Reproduce the listing below as it stands. Leave out each image.

*** Data in this exercise Section Begins ***

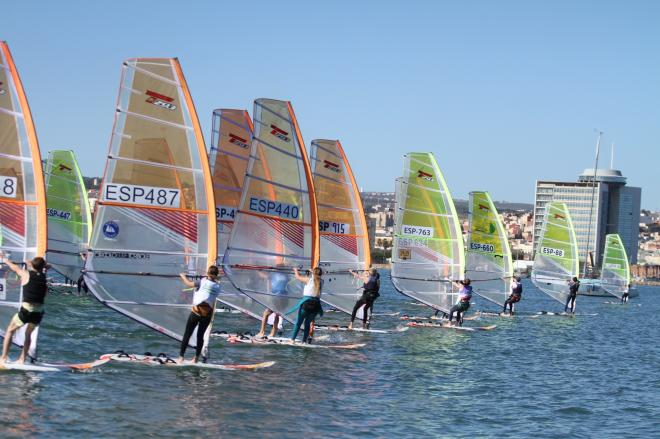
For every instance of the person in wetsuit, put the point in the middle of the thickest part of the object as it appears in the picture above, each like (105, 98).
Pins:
(32, 307)
(573, 287)
(278, 287)
(310, 305)
(463, 304)
(514, 297)
(371, 287)
(625, 296)
(206, 291)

*** Data in this exercise Section Ends ***

## Final answer
For every instance of the person in wetsuit, put the point in the middle of the thickest part of the object as it appears in the picture above, each like (105, 98).
Pins:
(32, 307)
(573, 287)
(278, 287)
(310, 305)
(463, 304)
(514, 297)
(371, 287)
(625, 296)
(206, 291)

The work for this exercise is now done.